--- PROVIDED RECORDS ---

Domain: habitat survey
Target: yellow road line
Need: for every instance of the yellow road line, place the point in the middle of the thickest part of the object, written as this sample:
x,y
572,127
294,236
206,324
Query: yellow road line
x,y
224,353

--- WORK ITEM ---
Could you give the data above again, exact in every line?

--- ANSWER SECTION ---
Domain: habitat survey
Target: yellow road line
Need: for every instance of the yellow road line, place the point in the middle of the thickest part of the object, written as this sample:
x,y
572,127
294,236
206,324
Query: yellow road line
x,y
224,353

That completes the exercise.